● Work required
Begin at the line that contains "Provide the outline of every instance of the rear wheel" and repeat every line from there to the end of the records below, inclusive, without adding any other line.

● Exercise materials
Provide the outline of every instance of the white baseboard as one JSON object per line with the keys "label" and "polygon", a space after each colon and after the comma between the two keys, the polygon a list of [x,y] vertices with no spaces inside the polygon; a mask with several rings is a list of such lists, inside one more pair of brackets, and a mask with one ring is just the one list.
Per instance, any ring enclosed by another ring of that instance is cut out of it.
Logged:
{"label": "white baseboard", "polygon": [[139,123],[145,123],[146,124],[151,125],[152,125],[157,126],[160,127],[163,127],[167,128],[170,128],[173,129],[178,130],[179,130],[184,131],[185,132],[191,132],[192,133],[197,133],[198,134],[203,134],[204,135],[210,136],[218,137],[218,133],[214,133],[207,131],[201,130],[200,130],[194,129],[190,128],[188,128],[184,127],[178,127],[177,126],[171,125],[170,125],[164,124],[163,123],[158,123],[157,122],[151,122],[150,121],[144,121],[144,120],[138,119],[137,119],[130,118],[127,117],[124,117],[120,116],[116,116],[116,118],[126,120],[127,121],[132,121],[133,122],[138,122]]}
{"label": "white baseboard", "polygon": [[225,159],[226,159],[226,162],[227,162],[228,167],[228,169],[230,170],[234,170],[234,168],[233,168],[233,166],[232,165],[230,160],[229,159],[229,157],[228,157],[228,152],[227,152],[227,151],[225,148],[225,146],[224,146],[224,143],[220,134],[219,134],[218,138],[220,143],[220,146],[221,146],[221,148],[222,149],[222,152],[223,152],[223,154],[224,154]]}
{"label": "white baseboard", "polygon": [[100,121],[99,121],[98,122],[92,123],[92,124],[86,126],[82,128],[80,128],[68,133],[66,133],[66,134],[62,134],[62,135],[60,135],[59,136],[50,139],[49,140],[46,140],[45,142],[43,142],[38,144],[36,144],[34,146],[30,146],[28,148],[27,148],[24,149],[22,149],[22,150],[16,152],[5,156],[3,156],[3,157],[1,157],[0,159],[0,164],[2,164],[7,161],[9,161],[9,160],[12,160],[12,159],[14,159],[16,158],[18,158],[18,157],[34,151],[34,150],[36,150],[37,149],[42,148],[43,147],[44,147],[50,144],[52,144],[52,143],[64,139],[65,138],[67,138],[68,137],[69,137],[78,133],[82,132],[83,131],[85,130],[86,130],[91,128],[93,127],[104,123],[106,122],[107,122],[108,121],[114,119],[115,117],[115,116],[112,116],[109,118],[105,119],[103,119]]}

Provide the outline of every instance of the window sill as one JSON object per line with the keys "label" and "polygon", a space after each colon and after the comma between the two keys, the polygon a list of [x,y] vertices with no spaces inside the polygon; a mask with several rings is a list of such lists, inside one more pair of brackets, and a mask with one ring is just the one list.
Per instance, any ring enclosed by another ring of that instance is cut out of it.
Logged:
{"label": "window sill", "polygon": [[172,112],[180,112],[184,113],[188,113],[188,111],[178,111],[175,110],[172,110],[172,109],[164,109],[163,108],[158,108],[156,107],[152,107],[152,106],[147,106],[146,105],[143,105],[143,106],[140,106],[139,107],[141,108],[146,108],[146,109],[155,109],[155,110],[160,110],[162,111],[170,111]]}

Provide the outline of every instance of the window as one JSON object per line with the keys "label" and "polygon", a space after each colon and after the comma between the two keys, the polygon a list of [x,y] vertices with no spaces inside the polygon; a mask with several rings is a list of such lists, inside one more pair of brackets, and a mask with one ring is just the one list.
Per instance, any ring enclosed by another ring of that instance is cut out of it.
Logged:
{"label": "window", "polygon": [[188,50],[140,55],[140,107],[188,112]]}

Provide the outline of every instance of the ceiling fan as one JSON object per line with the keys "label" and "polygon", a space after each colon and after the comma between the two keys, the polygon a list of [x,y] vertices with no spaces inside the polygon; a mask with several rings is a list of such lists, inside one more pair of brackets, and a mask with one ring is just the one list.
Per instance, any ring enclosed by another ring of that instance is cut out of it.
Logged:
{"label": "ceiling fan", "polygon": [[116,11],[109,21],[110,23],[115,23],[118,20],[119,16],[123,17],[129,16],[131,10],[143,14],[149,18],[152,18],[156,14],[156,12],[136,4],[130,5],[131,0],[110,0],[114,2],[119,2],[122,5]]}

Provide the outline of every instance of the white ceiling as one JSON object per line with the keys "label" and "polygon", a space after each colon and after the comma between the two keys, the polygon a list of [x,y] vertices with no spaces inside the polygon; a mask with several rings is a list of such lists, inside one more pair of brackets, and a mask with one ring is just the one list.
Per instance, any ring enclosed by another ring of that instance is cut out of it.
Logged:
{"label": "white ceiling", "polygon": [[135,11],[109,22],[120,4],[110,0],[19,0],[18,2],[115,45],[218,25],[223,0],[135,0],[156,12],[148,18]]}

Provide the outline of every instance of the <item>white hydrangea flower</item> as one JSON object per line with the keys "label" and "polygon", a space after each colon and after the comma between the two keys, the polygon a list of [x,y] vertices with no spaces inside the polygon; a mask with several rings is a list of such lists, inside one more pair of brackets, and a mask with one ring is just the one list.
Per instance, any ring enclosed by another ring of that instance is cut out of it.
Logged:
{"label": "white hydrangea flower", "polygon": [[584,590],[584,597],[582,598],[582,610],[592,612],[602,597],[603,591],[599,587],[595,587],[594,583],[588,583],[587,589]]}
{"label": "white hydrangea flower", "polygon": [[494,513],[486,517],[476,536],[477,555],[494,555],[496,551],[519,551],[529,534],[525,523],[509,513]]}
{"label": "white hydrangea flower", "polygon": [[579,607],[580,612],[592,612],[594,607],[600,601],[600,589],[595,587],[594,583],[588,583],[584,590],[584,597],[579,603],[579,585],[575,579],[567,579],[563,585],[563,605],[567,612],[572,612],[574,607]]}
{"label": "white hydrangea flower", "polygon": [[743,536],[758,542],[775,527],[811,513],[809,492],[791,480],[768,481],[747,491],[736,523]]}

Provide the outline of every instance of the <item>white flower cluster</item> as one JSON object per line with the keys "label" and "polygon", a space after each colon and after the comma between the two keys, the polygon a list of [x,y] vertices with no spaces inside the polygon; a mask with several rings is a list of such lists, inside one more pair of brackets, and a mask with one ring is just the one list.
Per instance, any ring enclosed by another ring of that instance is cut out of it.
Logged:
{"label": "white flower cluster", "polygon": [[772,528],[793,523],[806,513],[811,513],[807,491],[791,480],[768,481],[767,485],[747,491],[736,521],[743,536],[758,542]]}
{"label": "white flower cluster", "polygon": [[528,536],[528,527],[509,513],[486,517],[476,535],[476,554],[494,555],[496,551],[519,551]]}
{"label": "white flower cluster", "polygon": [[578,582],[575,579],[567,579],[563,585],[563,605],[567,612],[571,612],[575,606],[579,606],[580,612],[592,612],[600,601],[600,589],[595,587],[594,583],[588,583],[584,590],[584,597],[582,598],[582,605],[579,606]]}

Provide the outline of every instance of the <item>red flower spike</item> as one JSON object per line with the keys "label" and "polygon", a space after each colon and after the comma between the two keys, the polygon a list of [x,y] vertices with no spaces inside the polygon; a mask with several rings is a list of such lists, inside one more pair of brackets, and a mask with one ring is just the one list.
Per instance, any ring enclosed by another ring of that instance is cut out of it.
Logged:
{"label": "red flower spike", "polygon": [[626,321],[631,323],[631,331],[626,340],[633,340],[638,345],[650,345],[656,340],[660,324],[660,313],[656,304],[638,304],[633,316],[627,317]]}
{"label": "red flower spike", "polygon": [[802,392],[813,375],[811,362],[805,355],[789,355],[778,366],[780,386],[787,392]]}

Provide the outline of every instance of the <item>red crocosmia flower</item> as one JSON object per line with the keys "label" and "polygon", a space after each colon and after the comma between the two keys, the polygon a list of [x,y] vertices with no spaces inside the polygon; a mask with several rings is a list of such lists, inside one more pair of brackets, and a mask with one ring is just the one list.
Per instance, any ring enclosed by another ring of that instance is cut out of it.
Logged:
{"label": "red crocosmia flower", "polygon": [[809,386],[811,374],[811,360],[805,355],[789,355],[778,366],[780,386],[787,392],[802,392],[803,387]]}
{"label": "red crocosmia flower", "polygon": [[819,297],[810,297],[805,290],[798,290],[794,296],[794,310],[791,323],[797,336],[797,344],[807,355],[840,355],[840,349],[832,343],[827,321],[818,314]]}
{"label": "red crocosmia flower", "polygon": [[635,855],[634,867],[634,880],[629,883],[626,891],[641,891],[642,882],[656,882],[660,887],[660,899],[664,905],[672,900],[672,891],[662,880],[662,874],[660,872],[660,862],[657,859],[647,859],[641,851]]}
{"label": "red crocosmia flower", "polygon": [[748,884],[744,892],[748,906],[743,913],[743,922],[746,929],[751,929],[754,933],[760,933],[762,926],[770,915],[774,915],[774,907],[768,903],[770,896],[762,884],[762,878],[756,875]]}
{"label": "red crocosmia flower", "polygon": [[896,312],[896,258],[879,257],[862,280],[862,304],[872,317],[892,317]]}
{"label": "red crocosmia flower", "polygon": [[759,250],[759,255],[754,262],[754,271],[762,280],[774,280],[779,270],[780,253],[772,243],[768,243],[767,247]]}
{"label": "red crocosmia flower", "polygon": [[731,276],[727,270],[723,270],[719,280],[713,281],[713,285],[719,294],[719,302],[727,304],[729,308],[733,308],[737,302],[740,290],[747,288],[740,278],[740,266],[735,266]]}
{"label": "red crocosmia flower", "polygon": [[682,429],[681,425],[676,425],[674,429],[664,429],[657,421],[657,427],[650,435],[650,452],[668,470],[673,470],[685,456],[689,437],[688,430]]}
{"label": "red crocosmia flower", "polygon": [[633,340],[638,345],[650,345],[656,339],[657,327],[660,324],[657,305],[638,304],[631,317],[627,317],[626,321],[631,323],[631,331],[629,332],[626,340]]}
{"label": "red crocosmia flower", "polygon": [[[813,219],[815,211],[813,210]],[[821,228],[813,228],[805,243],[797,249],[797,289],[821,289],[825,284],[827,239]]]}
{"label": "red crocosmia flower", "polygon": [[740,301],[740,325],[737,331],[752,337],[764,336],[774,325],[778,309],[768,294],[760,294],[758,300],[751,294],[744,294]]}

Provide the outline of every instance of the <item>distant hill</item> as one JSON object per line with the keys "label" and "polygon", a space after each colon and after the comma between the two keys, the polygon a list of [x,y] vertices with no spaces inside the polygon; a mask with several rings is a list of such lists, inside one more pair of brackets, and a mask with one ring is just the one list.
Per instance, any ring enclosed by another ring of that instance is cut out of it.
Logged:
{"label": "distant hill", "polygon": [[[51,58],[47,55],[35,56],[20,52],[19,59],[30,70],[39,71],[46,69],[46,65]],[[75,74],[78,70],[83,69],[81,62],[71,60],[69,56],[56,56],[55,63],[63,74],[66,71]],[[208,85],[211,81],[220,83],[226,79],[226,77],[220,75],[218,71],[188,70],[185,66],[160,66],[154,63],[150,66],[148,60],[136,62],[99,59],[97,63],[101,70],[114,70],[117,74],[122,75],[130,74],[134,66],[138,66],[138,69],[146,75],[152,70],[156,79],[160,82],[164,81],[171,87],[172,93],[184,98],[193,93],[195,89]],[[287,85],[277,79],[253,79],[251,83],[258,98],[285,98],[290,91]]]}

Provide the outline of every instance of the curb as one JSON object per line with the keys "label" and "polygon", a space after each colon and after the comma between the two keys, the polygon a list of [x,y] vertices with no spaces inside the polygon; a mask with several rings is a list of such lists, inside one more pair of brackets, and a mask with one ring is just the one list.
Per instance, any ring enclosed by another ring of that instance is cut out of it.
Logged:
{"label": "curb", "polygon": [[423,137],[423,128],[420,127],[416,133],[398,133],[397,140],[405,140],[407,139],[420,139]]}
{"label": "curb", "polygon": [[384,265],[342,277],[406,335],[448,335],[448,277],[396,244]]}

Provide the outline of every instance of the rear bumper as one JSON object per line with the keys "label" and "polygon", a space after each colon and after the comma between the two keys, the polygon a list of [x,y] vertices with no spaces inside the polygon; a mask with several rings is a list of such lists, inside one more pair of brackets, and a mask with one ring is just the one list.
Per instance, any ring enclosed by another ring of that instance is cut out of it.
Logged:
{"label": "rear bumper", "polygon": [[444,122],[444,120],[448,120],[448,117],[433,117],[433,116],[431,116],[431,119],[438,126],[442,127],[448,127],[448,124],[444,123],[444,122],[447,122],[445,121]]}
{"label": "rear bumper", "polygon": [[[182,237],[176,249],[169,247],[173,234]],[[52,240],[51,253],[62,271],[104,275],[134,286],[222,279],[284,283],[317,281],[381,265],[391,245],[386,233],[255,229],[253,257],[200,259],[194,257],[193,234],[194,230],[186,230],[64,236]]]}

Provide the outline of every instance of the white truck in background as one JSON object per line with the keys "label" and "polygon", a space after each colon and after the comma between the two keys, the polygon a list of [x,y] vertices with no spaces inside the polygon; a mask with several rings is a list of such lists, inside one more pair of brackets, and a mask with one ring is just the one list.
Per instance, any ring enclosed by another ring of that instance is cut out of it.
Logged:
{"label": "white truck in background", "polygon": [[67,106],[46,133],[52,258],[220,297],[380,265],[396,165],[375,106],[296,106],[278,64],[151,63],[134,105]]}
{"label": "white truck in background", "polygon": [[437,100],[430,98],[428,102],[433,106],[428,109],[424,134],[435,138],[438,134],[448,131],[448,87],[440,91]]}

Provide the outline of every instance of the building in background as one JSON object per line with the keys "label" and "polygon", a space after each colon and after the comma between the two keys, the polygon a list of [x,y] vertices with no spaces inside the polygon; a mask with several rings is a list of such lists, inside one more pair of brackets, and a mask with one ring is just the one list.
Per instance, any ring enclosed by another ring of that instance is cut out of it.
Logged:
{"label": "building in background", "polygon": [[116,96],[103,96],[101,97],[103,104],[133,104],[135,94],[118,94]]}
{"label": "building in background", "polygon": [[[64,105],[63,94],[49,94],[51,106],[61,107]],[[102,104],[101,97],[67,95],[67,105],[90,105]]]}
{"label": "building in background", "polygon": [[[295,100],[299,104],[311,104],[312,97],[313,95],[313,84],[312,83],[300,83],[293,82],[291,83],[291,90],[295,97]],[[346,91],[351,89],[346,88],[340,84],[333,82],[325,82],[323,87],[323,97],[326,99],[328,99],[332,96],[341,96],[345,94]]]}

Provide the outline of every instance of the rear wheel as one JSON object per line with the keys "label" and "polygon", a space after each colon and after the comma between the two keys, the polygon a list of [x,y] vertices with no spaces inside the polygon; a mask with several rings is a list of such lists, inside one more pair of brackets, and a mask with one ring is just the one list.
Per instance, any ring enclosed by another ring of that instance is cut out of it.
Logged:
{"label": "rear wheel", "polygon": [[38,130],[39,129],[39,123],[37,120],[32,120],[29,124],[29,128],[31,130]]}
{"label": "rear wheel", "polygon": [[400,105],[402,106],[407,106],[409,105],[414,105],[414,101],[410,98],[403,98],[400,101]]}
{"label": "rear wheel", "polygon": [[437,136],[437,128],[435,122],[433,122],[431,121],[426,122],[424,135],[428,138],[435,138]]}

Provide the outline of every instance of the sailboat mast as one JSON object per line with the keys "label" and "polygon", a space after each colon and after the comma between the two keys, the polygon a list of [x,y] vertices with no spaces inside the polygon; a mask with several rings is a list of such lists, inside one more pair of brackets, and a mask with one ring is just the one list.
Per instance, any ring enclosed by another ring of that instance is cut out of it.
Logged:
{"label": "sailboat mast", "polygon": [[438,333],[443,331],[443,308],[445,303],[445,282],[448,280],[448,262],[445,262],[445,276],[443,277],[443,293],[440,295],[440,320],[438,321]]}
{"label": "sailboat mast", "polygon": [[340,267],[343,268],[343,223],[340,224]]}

● Reply
Provide the outline of every instance of the rear wheel as one JSON object per line with the keys "label" and "polygon", a space after each colon and after the comma between the two keys, the polygon a list of [x,y] vertices with no spaces inside the polygon; a mask with several rings is a list of such lists, inside one more pair of brackets, and a mask with one ring is just the one list.
Per instance, any ring enclosed by another ring of that instance is cut out of it.
Logged:
{"label": "rear wheel", "polygon": [[38,130],[39,129],[39,123],[37,120],[32,120],[29,124],[29,128],[31,130]]}
{"label": "rear wheel", "polygon": [[400,105],[402,106],[407,106],[409,105],[414,105],[414,101],[410,98],[403,98],[400,101]]}
{"label": "rear wheel", "polygon": [[437,136],[437,128],[435,122],[433,122],[431,121],[426,122],[424,135],[428,138],[435,138]]}

Provide the outline of every instance of the sailboat mast as one JSON object per line with the keys "label" and "polygon", a space after each colon and after the comma between the two keys, the polygon a list of [x,y] vertices with no spaces inside the polygon; a mask with several rings is a list of such lists, inside one more pair of brackets, and a mask with one ring is just the one list.
Per instance, any ring enclosed by another ring of that instance is cut out of it.
Logged:
{"label": "sailboat mast", "polygon": [[438,333],[443,331],[443,308],[445,303],[445,282],[448,280],[448,262],[445,262],[445,276],[443,277],[443,293],[440,295],[440,320],[438,321]]}
{"label": "sailboat mast", "polygon": [[340,267],[343,268],[343,223],[340,224]]}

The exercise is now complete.